_EXERCISE OBJECTIVE:_
Print, word for word, the part of the rows below that opens with the line containing "the white armchair" and closes with the line containing "column 127, row 183", keeping both of those lines.

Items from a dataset
* * * * * * *
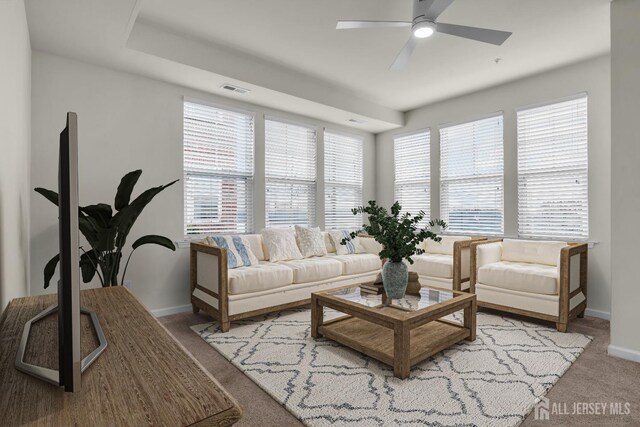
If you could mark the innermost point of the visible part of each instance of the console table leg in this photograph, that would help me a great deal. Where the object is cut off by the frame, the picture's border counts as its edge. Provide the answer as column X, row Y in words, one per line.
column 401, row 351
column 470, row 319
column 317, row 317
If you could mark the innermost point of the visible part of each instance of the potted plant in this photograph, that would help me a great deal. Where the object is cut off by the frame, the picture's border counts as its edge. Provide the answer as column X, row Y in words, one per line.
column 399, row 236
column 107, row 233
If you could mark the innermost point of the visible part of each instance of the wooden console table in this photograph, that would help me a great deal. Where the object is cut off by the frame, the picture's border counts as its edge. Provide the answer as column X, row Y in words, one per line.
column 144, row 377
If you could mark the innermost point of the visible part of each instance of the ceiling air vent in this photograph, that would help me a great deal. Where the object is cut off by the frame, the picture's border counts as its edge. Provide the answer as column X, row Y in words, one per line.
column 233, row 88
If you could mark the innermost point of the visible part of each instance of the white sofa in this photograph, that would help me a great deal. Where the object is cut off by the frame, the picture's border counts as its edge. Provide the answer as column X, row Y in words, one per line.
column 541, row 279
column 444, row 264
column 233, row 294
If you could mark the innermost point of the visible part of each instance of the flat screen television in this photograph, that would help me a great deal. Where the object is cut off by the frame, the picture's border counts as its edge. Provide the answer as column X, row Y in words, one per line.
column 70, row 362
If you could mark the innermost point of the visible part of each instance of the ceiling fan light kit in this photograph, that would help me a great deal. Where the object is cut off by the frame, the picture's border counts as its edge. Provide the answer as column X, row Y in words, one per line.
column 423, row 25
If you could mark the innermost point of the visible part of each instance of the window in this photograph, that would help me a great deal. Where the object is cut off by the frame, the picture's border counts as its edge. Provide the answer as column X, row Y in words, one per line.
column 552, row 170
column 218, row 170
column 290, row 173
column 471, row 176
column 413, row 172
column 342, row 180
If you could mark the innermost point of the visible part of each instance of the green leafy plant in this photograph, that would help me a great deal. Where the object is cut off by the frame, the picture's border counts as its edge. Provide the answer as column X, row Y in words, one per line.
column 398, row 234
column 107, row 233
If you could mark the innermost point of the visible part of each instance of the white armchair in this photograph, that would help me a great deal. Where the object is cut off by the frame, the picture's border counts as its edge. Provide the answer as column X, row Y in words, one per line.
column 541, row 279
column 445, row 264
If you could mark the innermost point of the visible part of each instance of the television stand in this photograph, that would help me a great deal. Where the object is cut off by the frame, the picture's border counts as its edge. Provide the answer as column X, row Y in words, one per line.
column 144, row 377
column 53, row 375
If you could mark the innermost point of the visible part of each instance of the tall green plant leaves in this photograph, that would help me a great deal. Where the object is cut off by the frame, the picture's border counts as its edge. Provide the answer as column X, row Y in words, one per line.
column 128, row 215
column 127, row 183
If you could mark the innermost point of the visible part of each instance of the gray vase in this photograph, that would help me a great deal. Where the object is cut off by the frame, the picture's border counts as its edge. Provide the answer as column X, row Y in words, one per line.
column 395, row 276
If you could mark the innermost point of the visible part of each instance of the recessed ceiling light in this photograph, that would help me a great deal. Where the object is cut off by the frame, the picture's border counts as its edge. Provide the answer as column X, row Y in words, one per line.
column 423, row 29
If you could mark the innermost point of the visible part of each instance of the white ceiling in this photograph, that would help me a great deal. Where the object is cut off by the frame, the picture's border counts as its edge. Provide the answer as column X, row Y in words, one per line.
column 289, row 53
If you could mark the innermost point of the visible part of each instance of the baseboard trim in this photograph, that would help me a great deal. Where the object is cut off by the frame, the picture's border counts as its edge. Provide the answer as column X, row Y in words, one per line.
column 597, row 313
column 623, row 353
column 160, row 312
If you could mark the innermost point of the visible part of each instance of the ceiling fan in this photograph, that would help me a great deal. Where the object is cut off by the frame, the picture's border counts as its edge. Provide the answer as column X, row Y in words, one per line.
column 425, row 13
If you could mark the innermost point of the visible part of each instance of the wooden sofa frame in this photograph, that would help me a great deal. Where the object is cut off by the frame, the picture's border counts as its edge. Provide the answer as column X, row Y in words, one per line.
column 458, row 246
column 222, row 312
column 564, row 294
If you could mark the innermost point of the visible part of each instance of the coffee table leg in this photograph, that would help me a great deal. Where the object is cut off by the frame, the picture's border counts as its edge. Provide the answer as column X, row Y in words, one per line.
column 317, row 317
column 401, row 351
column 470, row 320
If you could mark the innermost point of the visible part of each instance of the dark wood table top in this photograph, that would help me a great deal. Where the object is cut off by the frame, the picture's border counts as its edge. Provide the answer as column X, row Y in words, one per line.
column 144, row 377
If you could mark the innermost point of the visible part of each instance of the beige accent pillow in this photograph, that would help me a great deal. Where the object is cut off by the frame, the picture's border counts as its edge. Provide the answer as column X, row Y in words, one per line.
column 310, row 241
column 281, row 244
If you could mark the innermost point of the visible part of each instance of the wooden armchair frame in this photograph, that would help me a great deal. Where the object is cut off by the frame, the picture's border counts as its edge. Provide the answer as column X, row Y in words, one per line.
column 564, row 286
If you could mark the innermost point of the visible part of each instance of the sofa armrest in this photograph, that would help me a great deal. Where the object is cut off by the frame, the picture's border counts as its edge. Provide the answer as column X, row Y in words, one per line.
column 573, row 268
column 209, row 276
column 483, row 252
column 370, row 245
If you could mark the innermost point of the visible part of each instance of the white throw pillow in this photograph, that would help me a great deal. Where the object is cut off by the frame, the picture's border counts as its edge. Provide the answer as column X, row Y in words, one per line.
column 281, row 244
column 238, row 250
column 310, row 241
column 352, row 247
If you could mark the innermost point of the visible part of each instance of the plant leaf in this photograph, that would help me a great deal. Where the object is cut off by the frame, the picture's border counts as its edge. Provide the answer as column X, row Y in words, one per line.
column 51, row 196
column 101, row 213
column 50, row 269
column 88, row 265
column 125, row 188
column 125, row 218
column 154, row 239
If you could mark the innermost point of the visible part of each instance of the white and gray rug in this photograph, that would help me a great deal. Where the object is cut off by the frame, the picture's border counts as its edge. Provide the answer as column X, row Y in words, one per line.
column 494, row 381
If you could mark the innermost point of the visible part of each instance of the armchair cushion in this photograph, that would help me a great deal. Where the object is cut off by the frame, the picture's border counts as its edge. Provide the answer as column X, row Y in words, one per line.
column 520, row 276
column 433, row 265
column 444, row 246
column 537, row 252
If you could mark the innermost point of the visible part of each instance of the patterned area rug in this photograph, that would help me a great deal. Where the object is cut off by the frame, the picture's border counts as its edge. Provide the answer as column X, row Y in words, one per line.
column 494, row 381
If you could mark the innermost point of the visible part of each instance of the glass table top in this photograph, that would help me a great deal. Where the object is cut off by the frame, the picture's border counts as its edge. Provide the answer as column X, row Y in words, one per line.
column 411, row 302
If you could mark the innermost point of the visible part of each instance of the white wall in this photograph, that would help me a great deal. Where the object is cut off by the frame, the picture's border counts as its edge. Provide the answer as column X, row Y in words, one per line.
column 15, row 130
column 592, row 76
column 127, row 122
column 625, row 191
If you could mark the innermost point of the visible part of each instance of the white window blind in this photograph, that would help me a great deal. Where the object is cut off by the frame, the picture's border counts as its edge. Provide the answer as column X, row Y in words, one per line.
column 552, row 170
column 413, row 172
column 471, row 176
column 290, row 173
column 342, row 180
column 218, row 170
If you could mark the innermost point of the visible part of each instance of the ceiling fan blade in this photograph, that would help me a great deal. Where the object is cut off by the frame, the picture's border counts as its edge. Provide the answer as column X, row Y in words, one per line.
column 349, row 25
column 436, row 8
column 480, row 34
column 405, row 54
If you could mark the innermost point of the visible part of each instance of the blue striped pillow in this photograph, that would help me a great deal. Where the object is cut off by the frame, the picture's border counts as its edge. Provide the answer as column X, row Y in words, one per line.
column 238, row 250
* * * * * * *
_WRITTEN ANSWER:_
If you could mark the innermost point of the visible part of each instance of the white armchair in this photograph, that would help me a great deal. Where the object is cut off by the frame, the picture's border counts as its edge. Provide the answer as column X, row Y in words, one per line.
column 541, row 279
column 445, row 264
If you could mark the innermost point of the visible part of each instance of the television stand in this photograph, that would help me a great deal. Where the object is cut off by the frame, the picture's border counts as its edge. Provide the answer as column X, row Y in words, one per line.
column 144, row 377
column 53, row 375
If you could mark the innermost point of the visible part of each instance of the tall green plant leaves in this photograph, that would help me a great deal. Where the object is cut off by the frame, the picture's border counts as its edge. Provide the answer as column X, row Y in words, one per line.
column 128, row 215
column 127, row 183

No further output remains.